> Prompt A
Retype a passage from the thread on automated classification of article importance. Begin at the words "On a related" and stop after "case about them.".
> Prompt B
In the thread on automated classification of article importance, which article is High importance for New Zealand but not tagged at all by the Australian project?

Re: Project exploring automated classification of article importance

Kerry Raymond
In reply to this post by Stuart A. Yeates
Yes, under-categorised and/or under-tagged articles could probably be detected by inbound/outbound link analysis and presented as candidates to the relevant WikiProjects for categorising and tagging. So long as you didn’t deliver up too many false positives, people would probably still deal with the false positives by a best efforts categorisation of tagging or at least pass them off to a more relevant project based on their human intelligence.

 

On a related theme, outgoing link analysis could be used to draw orphan articles to the attention of likely WikiProjects.

Kerry

 

From: Stuart A. Yeates [mailto:[hidden email]]
Sent: Friday, 28 April 2017 10:59 AM
To: [hidden email]; Research into Wikimedia content and communities <[hidden email]>
Subject: Re: [Wiki-research-l] Project exploring automated classification of article importance

 

Following up Kerry's comments: far more useful to our encyclopedia building project would not be a global importance assessor, but a assessor of which wikiprojects a page is likely to be of interest to. There are hundreds of thousands of en.wiki pages which are not tagged properly to their wikiprojects and are thus effectively invisible to the community of editors who case about them.

This is a classic example of statistical classification, so it shouldn't be too technically difficult...

 

cheers

stuart




--
...let us be heard from red core to black sky

 

On 28 April 2017 at 12:28, Kerry Raymond <[hidden email] <mailto:[hidden email]> > wrote:

I observe (and am unsurprised) that WikiProject Australia also rates the Pavlova article as High importance, which demonstrates into the Stuart's comments about graphs and subgraphs. If there are relationships between WikiProjects, there is probably some correlation about importance of articles as seen by those projects. As it happens, WikiProject Australia and WikiProject New Zealand are related on Wikipedia only by both being within the category "WikiProject Countries projects" (along with every other national WikiProject), so this is an example where you cannot see the connection between these projects "on-wiki" but anyone who knows anything about the geography, history, and culture of the two countries will understand the close connection (e.g. ANZAC, sheep, pavlova, rugby union) but, as the project tagging will show, we do have our differences, e.g. Whitebait is a High Importance article for NZ but Oz doesn't even tag it (we don't share the NZ passion for these small fish). And perhaps more seriously, our two countries have different indigenous peoples so our project tagging around Maori (NZ) and Aboriginal and Torres Strait Islander (Oz) articles would usually be quite disjoint.

> Data lines
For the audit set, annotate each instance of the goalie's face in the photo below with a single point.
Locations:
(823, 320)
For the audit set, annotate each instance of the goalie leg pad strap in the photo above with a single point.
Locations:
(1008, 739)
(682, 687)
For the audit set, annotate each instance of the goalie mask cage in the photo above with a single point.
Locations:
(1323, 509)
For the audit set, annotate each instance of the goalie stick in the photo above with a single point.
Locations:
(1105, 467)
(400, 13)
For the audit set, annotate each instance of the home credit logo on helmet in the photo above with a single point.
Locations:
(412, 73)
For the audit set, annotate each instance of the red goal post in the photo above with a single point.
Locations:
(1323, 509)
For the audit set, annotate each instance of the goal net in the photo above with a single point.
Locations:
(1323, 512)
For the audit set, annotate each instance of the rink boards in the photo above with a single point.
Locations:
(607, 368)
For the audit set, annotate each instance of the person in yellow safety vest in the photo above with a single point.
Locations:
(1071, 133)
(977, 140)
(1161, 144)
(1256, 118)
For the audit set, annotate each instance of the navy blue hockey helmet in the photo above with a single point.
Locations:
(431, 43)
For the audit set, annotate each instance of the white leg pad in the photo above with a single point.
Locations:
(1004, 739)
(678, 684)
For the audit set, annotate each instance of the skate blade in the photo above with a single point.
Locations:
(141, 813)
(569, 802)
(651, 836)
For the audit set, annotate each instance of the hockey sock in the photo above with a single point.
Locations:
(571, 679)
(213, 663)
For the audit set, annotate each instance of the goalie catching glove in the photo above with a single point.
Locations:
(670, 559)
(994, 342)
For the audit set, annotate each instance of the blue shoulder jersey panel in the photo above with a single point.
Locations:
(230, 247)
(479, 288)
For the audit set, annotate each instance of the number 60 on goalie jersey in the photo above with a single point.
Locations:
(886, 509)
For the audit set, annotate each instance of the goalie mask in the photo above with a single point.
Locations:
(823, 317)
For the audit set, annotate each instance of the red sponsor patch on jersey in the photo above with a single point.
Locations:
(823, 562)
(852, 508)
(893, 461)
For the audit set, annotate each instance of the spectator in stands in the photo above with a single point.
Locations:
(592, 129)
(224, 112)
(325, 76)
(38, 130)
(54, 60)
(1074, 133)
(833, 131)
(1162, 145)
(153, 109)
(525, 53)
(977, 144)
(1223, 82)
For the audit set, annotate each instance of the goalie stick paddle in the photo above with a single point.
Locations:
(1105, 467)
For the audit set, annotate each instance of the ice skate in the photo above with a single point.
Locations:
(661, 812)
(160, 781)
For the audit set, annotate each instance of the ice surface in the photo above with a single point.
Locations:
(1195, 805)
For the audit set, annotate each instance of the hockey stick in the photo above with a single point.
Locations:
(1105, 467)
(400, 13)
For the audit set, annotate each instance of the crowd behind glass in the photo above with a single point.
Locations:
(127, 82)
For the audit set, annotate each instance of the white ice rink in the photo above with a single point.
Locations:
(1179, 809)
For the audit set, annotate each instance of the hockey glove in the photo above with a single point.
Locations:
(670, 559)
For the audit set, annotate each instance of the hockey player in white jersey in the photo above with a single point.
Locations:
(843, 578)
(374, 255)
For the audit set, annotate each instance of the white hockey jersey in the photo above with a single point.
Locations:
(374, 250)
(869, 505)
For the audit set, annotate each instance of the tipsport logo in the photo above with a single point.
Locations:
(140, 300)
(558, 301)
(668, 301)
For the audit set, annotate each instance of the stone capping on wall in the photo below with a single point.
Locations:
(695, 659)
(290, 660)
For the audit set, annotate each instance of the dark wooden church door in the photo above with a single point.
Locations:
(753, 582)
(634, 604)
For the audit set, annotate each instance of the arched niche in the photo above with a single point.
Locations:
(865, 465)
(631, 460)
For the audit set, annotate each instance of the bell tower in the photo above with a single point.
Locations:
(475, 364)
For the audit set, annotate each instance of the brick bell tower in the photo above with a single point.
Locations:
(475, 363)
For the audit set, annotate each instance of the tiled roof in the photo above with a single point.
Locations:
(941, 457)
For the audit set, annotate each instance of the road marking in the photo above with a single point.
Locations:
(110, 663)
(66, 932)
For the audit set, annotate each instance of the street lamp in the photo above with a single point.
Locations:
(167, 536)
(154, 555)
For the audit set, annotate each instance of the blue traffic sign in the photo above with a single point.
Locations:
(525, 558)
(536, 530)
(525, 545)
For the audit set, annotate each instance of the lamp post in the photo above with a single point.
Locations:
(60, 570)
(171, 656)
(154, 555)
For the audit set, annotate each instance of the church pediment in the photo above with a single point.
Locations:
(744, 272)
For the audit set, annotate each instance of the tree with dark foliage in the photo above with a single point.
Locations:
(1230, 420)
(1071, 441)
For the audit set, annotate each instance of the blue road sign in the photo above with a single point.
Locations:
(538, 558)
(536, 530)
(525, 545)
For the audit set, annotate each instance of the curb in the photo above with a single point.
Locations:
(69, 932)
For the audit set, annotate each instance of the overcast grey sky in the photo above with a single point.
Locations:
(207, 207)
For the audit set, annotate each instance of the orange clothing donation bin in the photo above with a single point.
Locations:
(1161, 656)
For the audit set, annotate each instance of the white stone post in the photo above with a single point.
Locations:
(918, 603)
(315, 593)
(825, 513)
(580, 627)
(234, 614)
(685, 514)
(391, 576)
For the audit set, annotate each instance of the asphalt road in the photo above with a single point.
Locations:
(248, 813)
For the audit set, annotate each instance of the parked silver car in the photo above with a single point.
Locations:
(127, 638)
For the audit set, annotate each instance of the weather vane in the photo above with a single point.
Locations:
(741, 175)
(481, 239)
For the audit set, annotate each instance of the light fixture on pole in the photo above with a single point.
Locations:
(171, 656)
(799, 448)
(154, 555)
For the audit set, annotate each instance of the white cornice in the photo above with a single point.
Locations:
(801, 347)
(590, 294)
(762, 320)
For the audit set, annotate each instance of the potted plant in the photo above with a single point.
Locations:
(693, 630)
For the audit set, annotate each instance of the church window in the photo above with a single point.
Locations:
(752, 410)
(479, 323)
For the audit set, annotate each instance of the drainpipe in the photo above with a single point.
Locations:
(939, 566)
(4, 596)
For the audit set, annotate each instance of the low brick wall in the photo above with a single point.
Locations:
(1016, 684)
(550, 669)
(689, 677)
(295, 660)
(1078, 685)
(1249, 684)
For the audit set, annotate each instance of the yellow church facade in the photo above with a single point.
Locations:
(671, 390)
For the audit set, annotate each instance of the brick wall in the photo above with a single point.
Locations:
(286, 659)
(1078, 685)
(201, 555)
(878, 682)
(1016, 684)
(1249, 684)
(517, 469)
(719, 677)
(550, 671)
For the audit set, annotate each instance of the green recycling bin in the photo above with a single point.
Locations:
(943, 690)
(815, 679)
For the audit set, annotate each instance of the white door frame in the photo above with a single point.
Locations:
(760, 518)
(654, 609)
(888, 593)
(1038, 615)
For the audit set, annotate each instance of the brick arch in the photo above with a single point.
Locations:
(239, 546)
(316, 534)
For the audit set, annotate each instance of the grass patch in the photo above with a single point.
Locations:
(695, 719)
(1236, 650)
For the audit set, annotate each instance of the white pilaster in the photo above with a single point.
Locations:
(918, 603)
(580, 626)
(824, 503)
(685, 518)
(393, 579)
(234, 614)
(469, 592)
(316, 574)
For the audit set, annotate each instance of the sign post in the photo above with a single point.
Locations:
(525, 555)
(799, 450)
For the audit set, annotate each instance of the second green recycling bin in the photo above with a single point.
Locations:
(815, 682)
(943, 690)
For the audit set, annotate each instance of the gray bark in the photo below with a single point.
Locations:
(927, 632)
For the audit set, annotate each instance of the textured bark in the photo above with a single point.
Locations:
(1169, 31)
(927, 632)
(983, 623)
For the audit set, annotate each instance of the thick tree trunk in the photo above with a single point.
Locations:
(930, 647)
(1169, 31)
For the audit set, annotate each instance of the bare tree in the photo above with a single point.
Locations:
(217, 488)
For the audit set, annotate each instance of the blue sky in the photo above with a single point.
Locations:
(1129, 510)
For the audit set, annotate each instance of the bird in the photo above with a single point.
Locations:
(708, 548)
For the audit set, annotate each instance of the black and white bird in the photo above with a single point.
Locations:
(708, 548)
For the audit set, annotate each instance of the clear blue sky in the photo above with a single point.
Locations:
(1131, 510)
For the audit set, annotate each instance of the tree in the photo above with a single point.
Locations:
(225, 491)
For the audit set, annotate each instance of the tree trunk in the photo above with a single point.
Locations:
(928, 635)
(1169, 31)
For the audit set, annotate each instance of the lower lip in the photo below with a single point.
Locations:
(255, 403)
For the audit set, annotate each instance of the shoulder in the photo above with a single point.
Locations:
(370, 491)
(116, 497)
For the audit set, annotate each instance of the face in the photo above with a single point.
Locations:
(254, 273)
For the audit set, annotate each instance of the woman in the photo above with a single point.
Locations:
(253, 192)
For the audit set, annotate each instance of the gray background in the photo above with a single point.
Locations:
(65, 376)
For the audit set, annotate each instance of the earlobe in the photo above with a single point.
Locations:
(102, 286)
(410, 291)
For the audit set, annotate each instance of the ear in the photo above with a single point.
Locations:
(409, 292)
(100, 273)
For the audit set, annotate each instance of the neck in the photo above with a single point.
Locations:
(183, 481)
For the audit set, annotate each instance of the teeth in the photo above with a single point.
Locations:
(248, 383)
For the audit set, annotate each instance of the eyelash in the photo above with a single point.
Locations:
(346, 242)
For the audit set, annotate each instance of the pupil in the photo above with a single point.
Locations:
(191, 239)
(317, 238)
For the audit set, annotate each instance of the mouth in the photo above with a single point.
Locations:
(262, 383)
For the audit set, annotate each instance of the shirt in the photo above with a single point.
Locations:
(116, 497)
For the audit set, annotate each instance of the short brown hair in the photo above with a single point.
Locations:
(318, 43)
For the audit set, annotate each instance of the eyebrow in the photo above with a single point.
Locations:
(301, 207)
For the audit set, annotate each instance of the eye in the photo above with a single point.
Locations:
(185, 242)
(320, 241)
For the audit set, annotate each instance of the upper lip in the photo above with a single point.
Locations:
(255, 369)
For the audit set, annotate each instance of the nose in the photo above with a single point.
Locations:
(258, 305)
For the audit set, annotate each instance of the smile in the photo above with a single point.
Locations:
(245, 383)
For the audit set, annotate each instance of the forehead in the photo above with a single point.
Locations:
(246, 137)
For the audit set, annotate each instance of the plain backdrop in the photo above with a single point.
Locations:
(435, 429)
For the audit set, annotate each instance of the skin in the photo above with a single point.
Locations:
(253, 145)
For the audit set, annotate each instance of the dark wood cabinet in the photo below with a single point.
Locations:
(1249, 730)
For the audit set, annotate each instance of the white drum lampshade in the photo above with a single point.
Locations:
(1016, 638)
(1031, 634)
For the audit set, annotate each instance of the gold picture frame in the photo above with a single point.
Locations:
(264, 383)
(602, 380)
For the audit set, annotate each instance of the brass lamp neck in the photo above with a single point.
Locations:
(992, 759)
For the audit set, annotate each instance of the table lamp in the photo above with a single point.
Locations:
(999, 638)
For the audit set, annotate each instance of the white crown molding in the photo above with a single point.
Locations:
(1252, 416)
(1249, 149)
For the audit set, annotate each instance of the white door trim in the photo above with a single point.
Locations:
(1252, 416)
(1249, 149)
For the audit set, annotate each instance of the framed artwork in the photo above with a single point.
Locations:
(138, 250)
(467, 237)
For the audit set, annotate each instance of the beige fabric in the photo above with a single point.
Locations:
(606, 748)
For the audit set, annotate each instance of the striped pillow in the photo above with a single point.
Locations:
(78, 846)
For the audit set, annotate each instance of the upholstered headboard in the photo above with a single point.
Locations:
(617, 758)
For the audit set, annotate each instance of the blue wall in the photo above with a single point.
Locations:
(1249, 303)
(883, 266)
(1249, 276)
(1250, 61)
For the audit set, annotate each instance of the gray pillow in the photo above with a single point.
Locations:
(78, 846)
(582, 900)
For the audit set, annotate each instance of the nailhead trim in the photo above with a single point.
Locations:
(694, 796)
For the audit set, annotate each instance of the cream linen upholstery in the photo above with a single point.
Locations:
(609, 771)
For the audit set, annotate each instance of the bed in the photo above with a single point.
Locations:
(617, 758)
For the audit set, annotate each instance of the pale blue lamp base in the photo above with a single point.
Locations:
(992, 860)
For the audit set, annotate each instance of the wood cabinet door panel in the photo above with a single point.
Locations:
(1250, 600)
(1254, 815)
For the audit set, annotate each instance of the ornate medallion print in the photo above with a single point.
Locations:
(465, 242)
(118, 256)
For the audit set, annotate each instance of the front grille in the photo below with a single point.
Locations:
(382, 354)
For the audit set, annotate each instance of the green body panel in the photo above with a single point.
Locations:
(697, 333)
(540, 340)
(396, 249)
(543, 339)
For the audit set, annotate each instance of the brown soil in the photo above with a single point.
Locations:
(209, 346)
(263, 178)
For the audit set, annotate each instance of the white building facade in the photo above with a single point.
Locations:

> Correct response A
On a related theme, outgoing link analysis could be used to draw orphan articles to the attention of likely WikiProjects.

Kerry

 

From: Stuart A. Yeates [mailto:[hidden email]]
Sent: Friday, 28 April 2017 10:59 AM
To: [hidden email]; Research into Wikimedia content and communities <[hidden email]>
Subject: Re: [Wiki-research-l] Project exploring automated classification of article importance

 

Following up Kerry's comments: far more useful to our encyclopedia building project would not be a global importance assessor, but a assessor of which wikiprojects a page is likely to be of interest to. There are hundreds of thousands of en.wiki pages which are not tagged properly to their wikiprojects and are thus effectively invisible to the community of editors who case about them.

> Correct response B
Whitebait.